(Extract provided Opens)

Army pauses RCV experimentation

By Ashley Tressel / March 31, 2020 at 3:06 PM

The Army has halted all experimentation for the Robotic Combat Vehicle program following guidance on the COVID-19 pandemic.

The Next Generation Combat Vehicles Cross-Functional Team and Ground Vehicle Systems Center were planning soldier operational experiments in April "to observe, collect and analyze feedback from soldiers to assess the feasibility of integrating unmanned vehicles into ground combat formations," according to a press release sent this month.

This was to be the first in a series of soldier experiments the Army plans to conduct to see if robotic combat vehicles will increase the lethality of ground combat units. For the initial experiment at Ft. Carson, CO, the Army was going to equip a platoon-sized element of 4th Infantry Division soldiers with "Mission Enabling Technologies Demonstrators (MET-D)," the press release said.

However, the service has paused the event in light of COVID-19 restrictions on travel and contact, leaving equipment at Ft. Carson so the team can pick up where it left off when personnel are allowed to return.

Jeff Langhout, GVSC director, told Inside Defense in an interview that once the restrictions are lifted, "we're looking at a couple of weeks before we can be back in the middle of things and back on this critically important experiment and demonstration."

At this time, there is no set time for when things will be back to normal.

(Extract provided Closes)

Brief 1 »
Answer these questions from the article on the paused Robotic Combat Vehicle experimentation:
(a) Where was the initial soldier experiment to take place?
(b) Soldiers from which division were to be equipped for that experiment?
(c) Who is the GVSC director?
Brief 2 »
Reproduce word for word the stretch of the Robotic Combat Vehicle article from "By Ashley Tressel" through "the COVID-19 pandemic.".

(Available data Opens)

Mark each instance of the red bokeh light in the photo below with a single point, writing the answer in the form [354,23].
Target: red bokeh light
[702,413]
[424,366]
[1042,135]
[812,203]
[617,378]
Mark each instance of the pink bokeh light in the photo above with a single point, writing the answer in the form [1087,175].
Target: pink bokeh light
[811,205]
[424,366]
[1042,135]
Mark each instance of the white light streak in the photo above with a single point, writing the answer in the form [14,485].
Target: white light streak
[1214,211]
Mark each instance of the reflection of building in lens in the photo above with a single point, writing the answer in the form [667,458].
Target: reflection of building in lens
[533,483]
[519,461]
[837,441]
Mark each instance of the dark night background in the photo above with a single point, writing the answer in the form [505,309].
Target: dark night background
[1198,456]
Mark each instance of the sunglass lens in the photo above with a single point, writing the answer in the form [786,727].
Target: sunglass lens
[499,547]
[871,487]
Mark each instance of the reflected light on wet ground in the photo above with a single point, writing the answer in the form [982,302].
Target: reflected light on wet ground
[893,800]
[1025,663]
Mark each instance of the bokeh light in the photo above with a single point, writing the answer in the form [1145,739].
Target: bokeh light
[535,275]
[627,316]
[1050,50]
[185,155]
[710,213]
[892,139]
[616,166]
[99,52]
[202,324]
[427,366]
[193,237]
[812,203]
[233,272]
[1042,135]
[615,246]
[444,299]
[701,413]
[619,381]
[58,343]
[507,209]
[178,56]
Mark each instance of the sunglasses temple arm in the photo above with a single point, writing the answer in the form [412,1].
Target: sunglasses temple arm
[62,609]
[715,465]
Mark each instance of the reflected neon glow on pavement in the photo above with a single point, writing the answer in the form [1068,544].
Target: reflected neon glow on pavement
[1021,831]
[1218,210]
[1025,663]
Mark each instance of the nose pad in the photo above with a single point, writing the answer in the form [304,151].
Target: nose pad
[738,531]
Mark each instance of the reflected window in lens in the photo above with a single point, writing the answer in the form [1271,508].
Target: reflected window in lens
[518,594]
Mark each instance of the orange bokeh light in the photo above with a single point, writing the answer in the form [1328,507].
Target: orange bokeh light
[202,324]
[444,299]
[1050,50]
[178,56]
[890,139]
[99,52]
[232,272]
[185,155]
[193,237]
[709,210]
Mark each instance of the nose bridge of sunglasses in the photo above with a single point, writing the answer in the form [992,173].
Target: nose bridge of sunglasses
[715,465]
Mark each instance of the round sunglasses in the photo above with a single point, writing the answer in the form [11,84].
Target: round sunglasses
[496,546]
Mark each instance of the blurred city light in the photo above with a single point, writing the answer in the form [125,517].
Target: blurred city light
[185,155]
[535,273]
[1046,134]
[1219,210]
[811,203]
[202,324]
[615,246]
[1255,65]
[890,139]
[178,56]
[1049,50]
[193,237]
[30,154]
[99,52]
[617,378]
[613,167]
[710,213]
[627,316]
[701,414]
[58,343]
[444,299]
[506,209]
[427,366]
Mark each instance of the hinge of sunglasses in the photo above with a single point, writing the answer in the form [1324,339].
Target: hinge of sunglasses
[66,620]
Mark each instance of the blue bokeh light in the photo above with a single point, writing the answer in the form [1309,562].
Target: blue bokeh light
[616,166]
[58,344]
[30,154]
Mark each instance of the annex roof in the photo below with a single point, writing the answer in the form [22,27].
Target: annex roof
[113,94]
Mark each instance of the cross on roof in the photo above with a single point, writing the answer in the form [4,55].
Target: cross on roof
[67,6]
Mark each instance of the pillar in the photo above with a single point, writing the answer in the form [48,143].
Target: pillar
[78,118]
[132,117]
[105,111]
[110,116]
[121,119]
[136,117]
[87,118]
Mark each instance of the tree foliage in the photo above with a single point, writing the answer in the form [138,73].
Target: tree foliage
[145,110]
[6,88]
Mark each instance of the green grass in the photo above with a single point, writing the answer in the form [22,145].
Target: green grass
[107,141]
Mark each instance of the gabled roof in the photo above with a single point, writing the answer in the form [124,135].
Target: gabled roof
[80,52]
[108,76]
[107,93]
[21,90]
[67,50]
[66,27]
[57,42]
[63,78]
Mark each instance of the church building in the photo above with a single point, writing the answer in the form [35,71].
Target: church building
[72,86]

(Available data Closes)

Exercise response 1 »
(a) Ft. Carson, CO
(b) The 4th Infantry Division
(c) Jeff Langhout

Exercise response 2 »
By Ashley Tressel / March 31, 2020 at 3:06 PM

The Army has halted all experimentation for the Robotic Combat Vehicle program following guidance on the COVID-19 pandemic.